- Opening Delimiter -

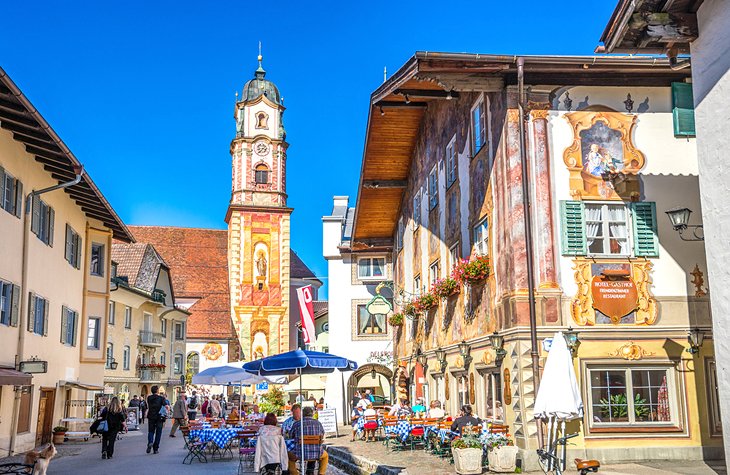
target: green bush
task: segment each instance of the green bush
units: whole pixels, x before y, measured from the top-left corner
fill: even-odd
[[[259,410],[264,414],[269,412],[277,416],[284,414],[284,391],[278,386],[269,386],[269,391],[260,398]]]

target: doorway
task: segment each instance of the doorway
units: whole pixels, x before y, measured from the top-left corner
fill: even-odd
[[[36,446],[47,444],[53,435],[53,406],[56,402],[55,388],[41,388],[38,400],[38,425],[36,425]]]

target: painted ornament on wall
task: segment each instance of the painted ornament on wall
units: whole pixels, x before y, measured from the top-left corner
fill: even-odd
[[[221,356],[223,356],[223,347],[219,343],[215,342],[206,343],[200,354],[208,361],[217,361]]]
[[[563,153],[573,198],[638,199],[645,158],[633,144],[636,116],[581,111],[565,118],[573,129],[573,143]]]

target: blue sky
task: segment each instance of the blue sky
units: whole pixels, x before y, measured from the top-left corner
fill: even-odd
[[[285,100],[292,247],[326,281],[321,217],[354,202],[370,93],[417,50],[591,54],[614,0],[26,1],[0,65],[128,224],[225,229],[234,93],[263,42]]]

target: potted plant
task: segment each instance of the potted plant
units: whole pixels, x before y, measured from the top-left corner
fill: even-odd
[[[418,318],[419,313],[413,302],[408,302],[403,306],[403,315],[410,319]]]
[[[482,443],[479,437],[466,434],[451,442],[454,468],[459,474],[482,473]]]
[[[439,298],[446,299],[459,293],[459,283],[453,277],[438,279],[434,282],[431,292]]]
[[[388,319],[388,323],[390,323],[390,326],[392,326],[392,327],[399,327],[399,326],[403,325],[403,314],[394,313]]]
[[[416,311],[421,313],[434,308],[438,303],[436,295],[431,292],[426,292],[413,301],[413,306],[416,307]]]
[[[68,427],[66,426],[56,426],[53,428],[53,444],[59,445],[63,444],[63,440],[66,438],[66,432],[68,432]]]
[[[451,276],[460,284],[476,284],[489,276],[489,258],[487,256],[472,256],[462,259]]]
[[[509,435],[486,434],[481,439],[487,449],[491,472],[513,473],[517,468],[517,447]]]

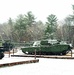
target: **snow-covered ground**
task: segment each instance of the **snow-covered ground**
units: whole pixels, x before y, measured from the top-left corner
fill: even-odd
[[[9,60],[7,56],[5,58]],[[19,59],[30,58],[19,57]],[[0,68],[0,75],[74,75],[74,59],[38,59],[38,63],[2,67]]]
[[[19,54],[24,55],[24,53],[18,49],[17,49],[17,53],[15,53],[15,54],[16,55],[19,55]],[[28,57],[11,57],[11,55],[13,55],[13,53],[10,54],[10,57],[9,57],[9,54],[4,54],[4,55],[5,55],[4,58],[0,60],[0,64],[34,59],[34,58],[28,58]]]

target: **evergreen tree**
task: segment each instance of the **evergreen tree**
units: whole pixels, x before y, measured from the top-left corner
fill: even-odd
[[[45,35],[46,37],[50,37],[53,39],[54,32],[56,31],[57,28],[57,17],[53,14],[49,15],[47,17],[47,22],[46,22],[46,30],[45,30]]]

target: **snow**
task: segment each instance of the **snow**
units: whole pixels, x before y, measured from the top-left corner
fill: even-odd
[[[39,59],[39,63],[0,68],[1,75],[74,75],[74,60]]]
[[[19,52],[17,52],[19,53]],[[7,56],[3,60],[10,60]],[[12,57],[16,60],[18,57]],[[34,58],[19,57],[19,60]],[[38,58],[38,63],[1,67],[0,75],[74,75],[74,59]]]

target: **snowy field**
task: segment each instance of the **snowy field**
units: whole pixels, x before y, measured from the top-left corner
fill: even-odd
[[[7,56],[5,58],[9,60]],[[5,58],[2,60],[5,60]],[[13,58],[17,59],[15,57]],[[26,60],[34,58],[19,57],[19,59]],[[38,59],[38,63],[1,67],[0,75],[74,75],[74,59]]]

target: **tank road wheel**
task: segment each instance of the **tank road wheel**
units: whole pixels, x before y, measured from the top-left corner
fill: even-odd
[[[1,53],[0,53],[0,59],[2,59],[3,57],[4,57],[4,53],[1,52]]]
[[[66,55],[66,52],[62,52],[62,55]]]

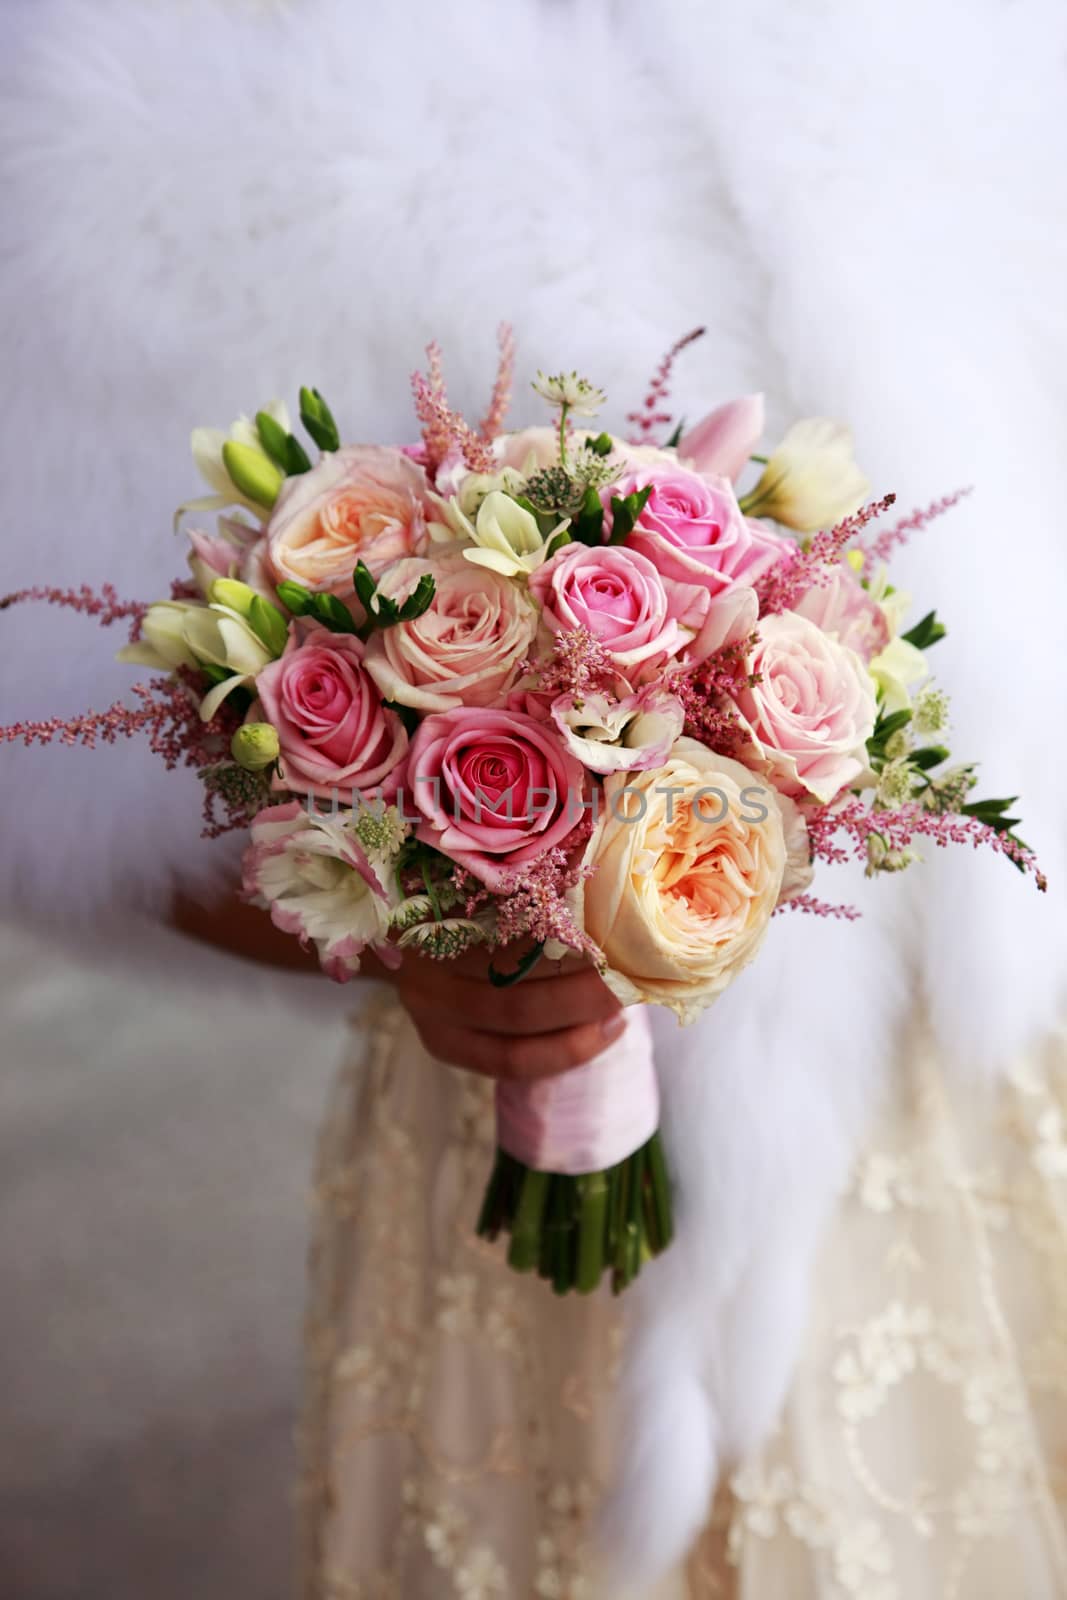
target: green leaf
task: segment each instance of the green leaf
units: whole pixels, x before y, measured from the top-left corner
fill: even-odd
[[[356,570],[352,574],[352,583],[355,586],[356,596],[367,615],[370,615],[370,603],[378,585],[371,576],[370,568],[362,561],[356,562]]]
[[[289,642],[288,623],[278,607],[261,594],[254,596],[248,608],[248,626],[274,656],[280,656]]]
[[[317,389],[301,389],[300,420],[320,450],[337,450],[341,435],[333,420],[333,412]]]
[[[587,439],[585,448],[591,450],[595,456],[610,456],[615,448],[615,441],[610,433],[598,433],[595,439]]]
[[[930,646],[943,639],[947,632],[944,623],[938,622],[937,612],[928,611],[914,628],[909,628],[907,633],[902,633],[900,637],[908,644],[913,644],[916,650],[929,650]]]
[[[975,817],[979,822],[985,822],[989,827],[995,828],[998,833],[1004,833],[1022,820],[1020,817],[1005,815],[1018,798],[1017,794],[1013,794],[1008,800],[969,800],[966,805],[960,807],[960,811],[963,816]]]
[[[931,767],[939,767],[942,761],[947,761],[949,751],[943,744],[924,745],[921,750],[913,750],[908,760],[913,767],[918,767],[920,772],[929,772]]]
[[[215,684],[225,683],[227,678],[233,677],[233,673],[230,671],[229,667],[217,667],[211,661],[202,661],[200,663],[200,671],[204,674],[204,677],[207,679],[208,683],[211,684],[212,688],[214,688]]]
[[[891,711],[888,716],[880,716],[874,725],[874,732],[867,740],[868,750],[873,747],[884,748],[893,735],[899,733],[901,728],[906,728],[910,721],[910,708],[904,711]]]
[[[681,440],[682,440],[682,432],[683,432],[684,428],[685,428],[685,418],[683,417],[681,422],[678,423],[678,425],[675,428],[674,432],[671,434],[670,438],[667,440],[666,448],[668,450],[677,450],[677,448],[678,448],[678,446],[679,446],[679,444],[681,443]]]
[[[1013,794],[1007,800],[970,800],[963,807],[963,810],[965,814],[975,817],[979,814],[979,812],[986,811],[993,812],[996,815],[1007,811],[1015,804],[1018,798],[1019,796],[1017,794]]]
[[[437,593],[437,585],[430,573],[424,572],[411,594],[408,595],[394,621],[413,622],[416,617],[421,617],[433,605],[433,597]]]
[[[315,598],[310,589],[305,589],[303,584],[290,583],[288,578],[283,578],[281,583],[275,584],[275,593],[287,611],[294,617],[303,617],[311,610],[311,602]]]
[[[288,478],[311,471],[307,451],[294,434],[286,433],[281,423],[269,411],[256,412],[256,432],[259,442]]]
[[[513,983],[518,983],[520,979],[525,978],[528,972],[533,971],[544,953],[545,946],[542,940],[526,952],[513,972],[501,972],[499,968],[494,967],[493,963],[490,962],[489,982],[494,989],[510,989]]]
[[[551,561],[557,550],[562,550],[565,544],[571,543],[569,528],[561,528],[554,538],[549,540],[548,549],[545,551],[545,560]]]
[[[633,532],[634,524],[648,502],[652,493],[652,485],[647,484],[643,489],[635,489],[622,500],[618,495],[611,497],[611,538],[609,544],[622,544]]]
[[[313,594],[308,610],[331,633],[356,633],[355,619],[335,594]]]
[[[582,504],[571,522],[570,531],[581,544],[597,545],[604,542],[604,506],[592,484],[587,486],[582,495]]]

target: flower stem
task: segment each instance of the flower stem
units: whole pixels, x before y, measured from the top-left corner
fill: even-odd
[[[485,1239],[509,1233],[510,1265],[536,1270],[556,1294],[589,1294],[606,1271],[620,1293],[674,1232],[659,1134],[614,1167],[573,1177],[498,1150],[477,1229]]]
[[[541,1226],[551,1176],[548,1172],[535,1172],[532,1167],[523,1176],[508,1250],[508,1265],[516,1272],[532,1272],[540,1259]]]
[[[582,1185],[578,1231],[578,1271],[575,1288],[589,1294],[604,1271],[604,1238],[608,1220],[608,1180],[603,1172],[591,1172],[579,1179]]]

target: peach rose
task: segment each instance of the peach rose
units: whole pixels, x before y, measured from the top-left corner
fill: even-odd
[[[796,808],[738,761],[679,739],[652,772],[617,773],[574,891],[605,981],[692,1022],[763,943],[789,862]]]
[[[867,771],[874,682],[855,650],[793,611],[757,632],[738,709],[775,786],[826,803]]]
[[[373,633],[366,667],[382,698],[418,711],[499,705],[530,653],[537,613],[509,578],[472,566],[462,551],[390,567],[383,594],[404,599],[430,573],[429,610]]]
[[[426,474],[402,450],[347,445],[288,478],[267,524],[275,578],[347,597],[363,561],[375,577],[411,555],[425,526]]]

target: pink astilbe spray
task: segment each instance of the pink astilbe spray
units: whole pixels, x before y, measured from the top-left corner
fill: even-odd
[[[873,500],[850,517],[844,517],[825,533],[814,534],[806,544],[787,549],[780,560],[756,584],[760,615],[788,611],[807,594],[829,583],[833,569],[856,535],[896,502],[895,494]]]
[[[450,450],[458,450],[471,472],[492,472],[496,465],[492,450],[448,404],[441,350],[436,341],[426,346],[426,356],[429,375],[413,372],[411,388],[429,471],[435,472]]]
[[[1048,879],[1032,850],[1011,834],[958,811],[929,811],[915,800],[876,809],[856,797],[840,806],[816,806],[805,811],[804,820],[812,855],[831,863],[850,858],[869,860],[872,841],[889,856],[903,855],[917,838],[930,839],[939,848],[969,844],[978,849],[984,845],[1007,856],[1022,871],[1032,873],[1039,889],[1048,888]],[[839,835],[843,837],[839,839]]]
[[[496,382],[489,397],[489,409],[481,420],[478,436],[489,444],[502,432],[511,405],[511,388],[515,377],[515,332],[510,322],[502,322],[497,329]]]
[[[533,939],[544,944],[557,940],[579,955],[594,961],[603,959],[597,944],[579,927],[567,905],[567,894],[593,867],[582,863],[582,853],[593,831],[586,815],[578,824],[566,847],[546,850],[522,871],[505,879],[495,901],[498,942],[513,944],[517,939]]]
[[[99,591],[83,583],[77,589],[39,586],[16,589],[13,594],[0,596],[0,611],[24,605],[31,600],[41,600],[50,606],[63,606],[68,611],[80,611],[86,617],[95,618],[102,628],[110,628],[113,622],[126,621],[132,621],[136,626],[148,609],[143,600],[120,600],[113,583],[102,583]]]
[[[929,526],[938,517],[943,517],[946,511],[951,511],[953,506],[959,505],[961,500],[971,493],[970,487],[956,489],[952,494],[942,495],[940,500],[934,500],[928,506],[919,506],[914,511],[909,511],[906,517],[901,517],[899,522],[891,528],[872,539],[869,544],[861,542],[868,562],[888,561],[894,550],[899,550],[901,545],[907,544],[913,533],[919,533]]]
[[[610,654],[589,628],[558,633],[551,656],[524,661],[520,671],[536,680],[539,694],[572,694],[579,699],[610,689],[618,678],[618,668]]]
[[[834,905],[813,894],[795,894],[791,900],[783,900],[780,906],[775,906],[772,915],[777,917],[783,911],[807,911],[813,917],[838,917],[844,922],[858,922],[862,916],[855,906]]]
[[[682,702],[686,736],[720,755],[736,756],[749,742],[735,701],[741,688],[759,682],[759,674],[748,670],[755,644],[755,634],[738,639],[716,650],[695,671],[671,673],[666,679],[666,687]]]
[[[703,335],[703,328],[694,328],[683,339],[679,339],[677,344],[671,345],[671,348],[652,374],[648,393],[645,395],[641,409],[639,411],[631,411],[627,415],[626,420],[631,424],[633,430],[629,435],[630,444],[657,444],[659,443],[657,435],[660,429],[666,431],[670,427],[674,417],[671,412],[664,410],[664,407],[670,392],[671,373],[674,369],[674,363],[687,345],[693,344],[695,340],[702,338]]]
[[[0,744],[59,743],[93,750],[99,744],[116,744],[119,739],[144,734],[149,749],[168,772],[179,766],[192,767],[204,780],[204,838],[216,839],[249,827],[265,803],[265,781],[261,774],[243,772],[227,760],[230,740],[241,723],[240,713],[224,704],[210,722],[203,722],[201,688],[185,672],[135,683],[131,693],[139,704],[130,706],[118,700],[105,711],[0,727]],[[221,815],[218,806],[223,808]]]

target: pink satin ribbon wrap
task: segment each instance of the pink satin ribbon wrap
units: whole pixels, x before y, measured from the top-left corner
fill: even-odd
[[[659,1126],[659,1085],[643,1006],[626,1032],[584,1066],[530,1083],[498,1082],[497,1143],[538,1172],[579,1177],[613,1167]]]

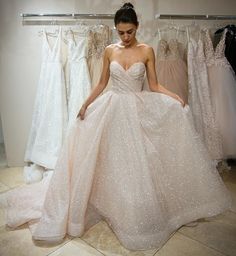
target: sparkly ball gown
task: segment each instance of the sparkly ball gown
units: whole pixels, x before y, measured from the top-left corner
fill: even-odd
[[[230,207],[189,107],[142,91],[145,71],[110,63],[112,87],[71,127],[51,179],[6,195],[9,226],[28,222],[34,239],[60,241],[103,219],[126,248],[142,250]]]

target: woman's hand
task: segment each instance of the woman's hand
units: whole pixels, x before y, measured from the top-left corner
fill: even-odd
[[[179,97],[179,95],[176,94],[174,99],[178,100],[181,103],[182,107],[184,108],[185,102]]]
[[[80,117],[81,120],[84,120],[84,116],[85,116],[85,112],[86,112],[86,107],[83,105],[81,108],[80,108],[80,111],[77,115],[77,118]]]

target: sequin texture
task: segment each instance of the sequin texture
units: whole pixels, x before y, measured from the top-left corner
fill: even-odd
[[[159,248],[183,224],[229,207],[189,107],[142,91],[143,63],[124,70],[113,61],[110,73],[111,89],[71,128],[44,205],[11,192],[8,225],[33,219],[33,238],[50,241],[81,236],[105,219],[125,247],[141,250]]]

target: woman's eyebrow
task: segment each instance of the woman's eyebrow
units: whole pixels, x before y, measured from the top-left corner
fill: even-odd
[[[127,31],[124,31],[124,30],[118,30],[118,32],[131,32],[133,30],[133,28],[127,30]]]

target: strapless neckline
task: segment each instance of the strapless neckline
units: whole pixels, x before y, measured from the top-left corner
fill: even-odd
[[[144,64],[142,61],[134,62],[134,63],[133,63],[132,65],[130,65],[127,69],[125,69],[117,60],[112,60],[112,61],[110,62],[110,64],[112,64],[112,63],[116,63],[118,66],[120,66],[120,68],[121,68],[124,72],[128,72],[130,69],[132,69],[132,67],[134,67],[134,66],[136,66],[136,65],[138,65],[138,64],[141,64],[141,65],[143,65],[144,67],[146,67],[145,64]]]

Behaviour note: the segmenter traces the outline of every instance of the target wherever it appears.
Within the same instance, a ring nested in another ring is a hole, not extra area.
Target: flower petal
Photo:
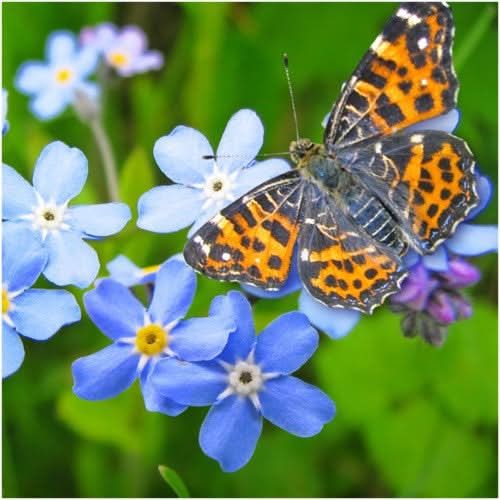
[[[236,196],[243,196],[254,187],[290,170],[290,164],[279,158],[258,161],[241,169],[237,179]]]
[[[255,328],[252,307],[245,296],[234,290],[227,295],[218,295],[210,304],[210,316],[231,318],[236,324],[236,331],[229,335],[219,359],[231,364],[246,359],[254,345]]]
[[[2,219],[14,219],[31,213],[37,204],[31,184],[4,163],[2,165]]]
[[[2,322],[2,378],[16,372],[24,360],[21,337],[10,326]]]
[[[225,472],[241,469],[252,457],[262,417],[248,398],[229,396],[212,406],[200,429],[203,452]]]
[[[422,262],[424,266],[431,271],[447,271],[448,254],[446,253],[445,246],[441,245],[434,253],[424,255],[422,257]]]
[[[175,283],[175,286],[172,284]],[[156,275],[149,313],[155,323],[168,325],[183,318],[196,292],[196,275],[184,262],[169,259]]]
[[[43,62],[28,61],[21,65],[14,85],[23,94],[38,94],[50,83],[50,70]]]
[[[30,287],[38,279],[47,252],[36,233],[17,224],[2,224],[2,281],[9,292]]]
[[[213,154],[212,147],[203,134],[183,125],[160,137],[153,149],[161,171],[179,184],[203,182],[214,165],[213,160],[203,159],[203,156]]]
[[[216,362],[188,363],[163,358],[150,375],[151,383],[163,396],[179,404],[207,406],[227,387],[227,373]]]
[[[441,116],[415,123],[415,125],[411,125],[406,130],[410,132],[418,132],[420,130],[441,130],[442,132],[451,134],[457,128],[459,121],[460,113],[458,109],[452,109]]]
[[[99,271],[95,250],[71,231],[49,233],[45,240],[49,262],[43,274],[59,286],[88,287]]]
[[[103,279],[83,296],[90,319],[112,340],[134,337],[144,325],[144,307],[125,286]]]
[[[137,225],[156,233],[178,231],[198,217],[203,198],[201,190],[177,184],[150,189],[139,198]]]
[[[170,417],[180,415],[187,406],[176,403],[172,399],[162,396],[151,383],[151,371],[154,363],[149,362],[141,372],[141,392],[144,406],[148,411],[163,413]]]
[[[307,316],[289,312],[275,319],[257,336],[255,362],[265,373],[292,373],[313,355],[318,342],[318,333]]]
[[[145,73],[146,71],[151,71],[153,69],[160,69],[163,66],[163,54],[157,50],[150,50],[145,54],[137,56],[129,70],[130,74],[133,73]]]
[[[84,47],[76,55],[74,68],[80,78],[86,78],[97,69],[98,62],[98,51],[93,47]]]
[[[148,42],[144,31],[138,26],[129,25],[123,27],[117,37],[116,43],[130,54],[137,55],[146,49]]]
[[[72,62],[76,49],[76,38],[70,31],[55,31],[49,35],[45,54],[52,64]]]
[[[169,335],[169,347],[185,361],[214,359],[235,330],[235,322],[227,316],[189,318],[181,321]]]
[[[241,109],[228,121],[217,148],[217,164],[225,172],[249,165],[264,142],[264,126],[255,111]]]
[[[491,195],[493,193],[493,188],[491,186],[491,180],[486,175],[481,175],[476,172],[476,188],[477,194],[479,196],[479,205],[474,207],[467,215],[465,220],[474,219],[480,212],[486,208],[488,202],[490,201]]]
[[[73,392],[90,401],[117,396],[136,379],[139,357],[130,345],[111,344],[77,359],[72,365]]]
[[[361,318],[359,311],[325,306],[305,289],[299,296],[299,311],[303,312],[314,326],[333,339],[345,337]]]
[[[115,257],[106,268],[114,281],[127,287],[138,285],[143,277],[142,269],[125,255]]]
[[[462,223],[446,241],[448,250],[458,255],[474,256],[498,251],[498,227]]]
[[[335,416],[333,401],[295,377],[268,380],[259,393],[262,415],[290,434],[310,437]]]
[[[35,165],[33,186],[45,201],[58,205],[74,198],[87,180],[88,163],[77,148],[55,141],[43,148]]]
[[[109,236],[118,233],[131,219],[130,208],[125,203],[100,203],[77,205],[67,211],[69,224],[89,236]]]
[[[31,112],[40,120],[50,120],[60,115],[69,104],[69,96],[57,89],[47,88],[29,104]]]
[[[75,297],[66,290],[26,290],[12,302],[15,308],[9,314],[16,330],[34,340],[47,340],[82,316]]]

- Closing Delimiter -

Prompt: Reproduce, exactly and only, the lines of the records above starting at the line with "target: pink satin ribbon wrap" and ending at the line with "task: segment each instance of the woman's hand", both included. Leave every picture out.

Result for this task:
target: pink satin ribbon wrap
task: segment each instance of the pink satin ribbon wrap
units: whole pixels, x before y, measured from the top-left corner
fill: even-odd
[[[659,1126],[659,1085],[643,1006],[626,1032],[584,1066],[530,1083],[498,1082],[497,1143],[538,1172],[579,1177],[613,1167]]]

target: sparkly ball gown
task: segment each instance of the sparkly ball gown
units: whole pixels, x before y, measured from the top-left corner
fill: even-odd
[[[230,207],[189,107],[142,91],[145,71],[110,63],[112,87],[71,127],[51,179],[6,195],[9,226],[28,222],[34,239],[60,241],[103,219],[126,248],[142,250]]]

target: woman's hand
task: segment each instance of the woman's hand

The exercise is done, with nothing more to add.